** Data for analysis follows **

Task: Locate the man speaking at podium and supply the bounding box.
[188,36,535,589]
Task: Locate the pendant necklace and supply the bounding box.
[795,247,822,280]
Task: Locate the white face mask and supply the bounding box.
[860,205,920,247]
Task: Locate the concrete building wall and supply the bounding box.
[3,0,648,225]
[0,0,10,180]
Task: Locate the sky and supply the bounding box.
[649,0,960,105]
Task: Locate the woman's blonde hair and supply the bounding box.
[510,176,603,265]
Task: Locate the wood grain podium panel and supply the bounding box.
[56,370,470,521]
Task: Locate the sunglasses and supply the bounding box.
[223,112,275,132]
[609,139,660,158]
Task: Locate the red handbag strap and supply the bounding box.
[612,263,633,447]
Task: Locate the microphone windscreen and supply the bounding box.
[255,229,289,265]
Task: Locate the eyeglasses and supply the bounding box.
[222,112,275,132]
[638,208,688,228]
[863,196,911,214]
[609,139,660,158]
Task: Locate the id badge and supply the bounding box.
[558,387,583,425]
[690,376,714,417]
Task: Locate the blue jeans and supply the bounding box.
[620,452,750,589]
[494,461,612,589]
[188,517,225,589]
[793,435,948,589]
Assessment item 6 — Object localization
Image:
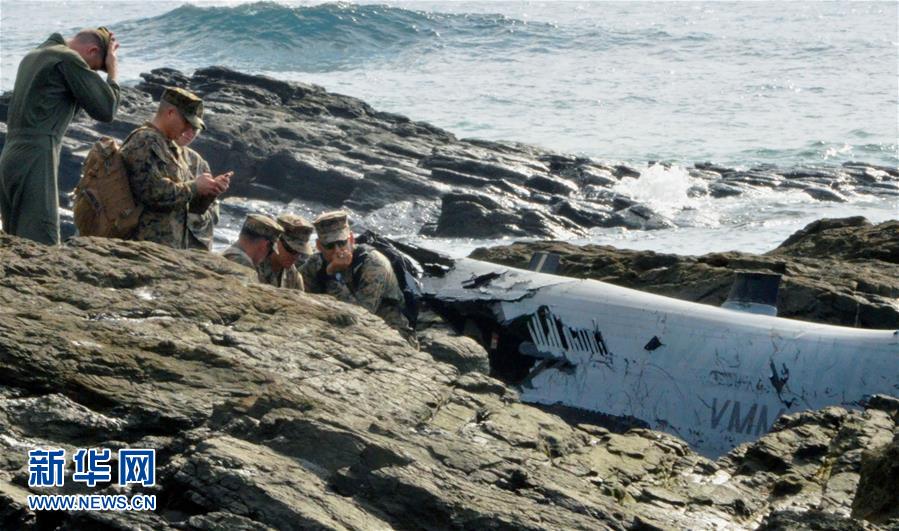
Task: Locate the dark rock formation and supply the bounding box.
[0,234,895,529]
[1,67,896,240]
[470,217,899,329]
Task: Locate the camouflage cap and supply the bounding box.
[277,214,314,255]
[313,210,351,245]
[162,87,205,131]
[241,214,283,242]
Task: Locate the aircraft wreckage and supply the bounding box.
[397,241,899,457]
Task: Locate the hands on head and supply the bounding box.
[104,32,118,80]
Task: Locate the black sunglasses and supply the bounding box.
[280,237,298,255]
[323,239,348,250]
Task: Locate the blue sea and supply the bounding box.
[1,1,897,254]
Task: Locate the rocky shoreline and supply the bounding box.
[1,67,897,241]
[471,217,899,330]
[1,66,897,529]
[0,233,897,530]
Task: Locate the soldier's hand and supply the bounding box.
[105,33,119,80]
[214,171,233,193]
[326,249,353,275]
[196,173,224,197]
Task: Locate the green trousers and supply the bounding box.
[0,136,61,245]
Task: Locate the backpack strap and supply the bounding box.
[349,246,369,289]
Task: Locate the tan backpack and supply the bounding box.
[73,132,143,238]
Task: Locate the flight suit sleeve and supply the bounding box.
[58,59,120,122]
[122,132,197,211]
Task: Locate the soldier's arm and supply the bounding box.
[58,59,120,122]
[299,256,324,294]
[325,277,357,305]
[187,154,215,215]
[344,256,390,314]
[122,135,196,211]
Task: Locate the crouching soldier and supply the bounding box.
[258,213,312,290]
[300,211,416,345]
[222,214,282,282]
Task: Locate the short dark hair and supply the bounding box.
[73,29,106,53]
[239,228,270,243]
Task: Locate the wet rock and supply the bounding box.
[553,199,614,228]
[803,186,847,202]
[425,192,582,239]
[525,175,579,196]
[4,67,892,241]
[608,205,676,231]
[709,181,745,198]
[471,217,899,329]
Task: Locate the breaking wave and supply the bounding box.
[113,1,557,72]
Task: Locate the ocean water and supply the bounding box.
[2,0,897,255]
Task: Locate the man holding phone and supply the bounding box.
[121,87,230,249]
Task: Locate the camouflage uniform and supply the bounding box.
[301,246,413,340]
[120,88,210,249]
[258,259,303,290]
[183,147,219,251]
[222,244,254,269]
[259,213,312,291]
[300,211,414,343]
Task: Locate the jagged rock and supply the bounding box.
[804,186,847,202]
[770,216,899,264]
[424,192,583,238]
[470,217,899,329]
[608,204,675,230]
[0,234,895,528]
[416,327,490,374]
[524,175,578,196]
[756,510,875,531]
[852,432,899,523]
[553,199,614,228]
[1,67,894,240]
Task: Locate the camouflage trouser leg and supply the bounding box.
[0,141,60,245]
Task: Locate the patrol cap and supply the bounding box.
[313,210,351,245]
[161,87,205,131]
[277,213,314,255]
[95,27,113,59]
[241,214,283,242]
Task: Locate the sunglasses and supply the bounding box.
[323,239,349,250]
[280,237,298,255]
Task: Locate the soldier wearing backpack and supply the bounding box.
[120,87,229,249]
[300,211,417,347]
[0,27,120,245]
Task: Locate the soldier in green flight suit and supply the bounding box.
[0,27,121,245]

** End of Data for analysis **

» Aim of the task
Please print every record exactly as written, without the pictures.

» Task output
Task: Locate the man speaking at podium and supply the bounding box.
[188,36,535,589]
Task: Locate the pendant necklace and supply the bounding box.
[795,247,822,280]
Task: Locate the white face mask and supply the bounding box.
[860,205,920,247]
Task: Locate the concrete building wall and supply the bounding box.
[3,0,648,225]
[0,0,10,180]
Task: Locate the sky and supply the bounding box.
[649,0,960,105]
Task: Locate the woman's blonde hair and supply the bounding box.
[510,176,603,265]
Task: Locate the wood grain podium panel and supply the bounding box.
[56,370,470,521]
Task: Locate the sunglasses and supply the bounding box.
[223,112,275,132]
[609,139,660,158]
Task: Locate the red handbag strap and supply the bounding box.
[612,263,633,447]
Task: Locate the microphone windscreen and supply the bounding box.
[255,229,289,265]
Task: Locate the eyeglasses and supply the bounding box.
[222,112,275,132]
[638,208,688,228]
[863,196,911,214]
[609,139,660,158]
Task: Locate the id badge and supply the bounding box.
[558,387,583,425]
[690,376,714,417]
Task: Locate the blue jeans and supply the bounding box.
[620,452,750,589]
[494,461,612,589]
[188,517,225,589]
[793,435,948,589]
Assessment item 6 — Object localization
Image:
Task: Locate the dark rock formation and supply the bounding box.
[0,234,895,529]
[1,67,896,240]
[470,217,899,329]
Task: Locate the camouflage cap and supply the bounding box.
[277,214,314,255]
[313,210,351,245]
[162,87,205,131]
[241,214,283,242]
Task: Locate the aircraft wreckage and supply the bounding box.
[397,241,899,457]
Task: Locate the hands on head and supply the bounding box.
[104,32,118,80]
Task: Locate the black sunglasses and supply the bounding box.
[280,237,298,255]
[323,239,348,250]
Task: Locate the blue sea and supply the bounding box.
[1,1,897,254]
Task: Locate the rocky shoreline and supply the bounding box.
[1,67,897,241]
[471,217,899,330]
[1,66,897,529]
[0,233,897,530]
Task: Locate the soldier's hand and supply the bounding box.
[105,33,119,80]
[214,171,233,193]
[326,249,353,275]
[196,173,224,197]
Task: Locate the green trousers and supply the bounding box.
[0,136,61,245]
Task: Locate the backpack strap and supply the bounding box.
[349,246,369,289]
Task: Locate the tan backpack and supply the bounding box.
[73,132,143,238]
Task: Locate the flight suit sleeve and supply the bounding box.
[58,59,120,122]
[122,132,197,211]
Task: Locate the soldier's arm and supply the bounding box.
[58,59,120,122]
[299,256,324,294]
[325,277,357,305]
[187,154,215,215]
[344,256,390,314]
[122,135,196,211]
Task: Locate the crouching soldier and supply the bounding box.
[258,213,312,290]
[300,211,416,345]
[222,214,282,282]
Task: Locate the short dark hair and supply the bounding box.
[73,29,106,53]
[239,228,270,243]
Task: Locate the wet rock and supply the bounding box.
[553,199,614,228]
[803,186,847,202]
[425,192,582,239]
[525,175,579,196]
[4,67,892,241]
[608,205,676,231]
[709,181,745,198]
[471,217,899,329]
Task: Locate the breaking wave and supply the bounding box.
[113,1,557,72]
Task: Locate the ocean water and supply the bounding box.
[2,0,897,255]
Task: Locate the man holding phone and supply the bounding box.
[121,87,230,249]
Task: Locate the camouflage uniform and supply the bounding box.
[301,246,413,340]
[120,88,210,249]
[258,259,303,290]
[183,147,219,251]
[222,244,254,269]
[259,213,312,291]
[300,211,414,343]
Task: Locate the jagged rock and supply the bounding box.
[804,186,847,202]
[770,216,899,264]
[424,192,583,238]
[470,217,899,329]
[608,204,675,230]
[0,234,895,528]
[416,327,490,374]
[524,175,578,196]
[756,510,875,531]
[852,432,899,523]
[553,199,614,228]
[1,67,894,240]
Task: Locate the camouflage trouser leg and supply the bounding box.
[0,141,60,245]
Task: Locate the patrol cap and supply the bounding box.
[313,210,351,245]
[161,87,205,131]
[277,213,314,255]
[95,27,113,59]
[241,214,283,242]
Task: Locate the sunglasses and supply the bounding box.
[323,239,349,250]
[280,237,298,255]
Task: Locate the soldier wearing backpack and supply the bounding box.
[120,87,229,249]
[300,211,417,347]
[0,27,120,245]
Task: Locate the soldier in green flight suit and supply the bounding box.
[0,27,121,245]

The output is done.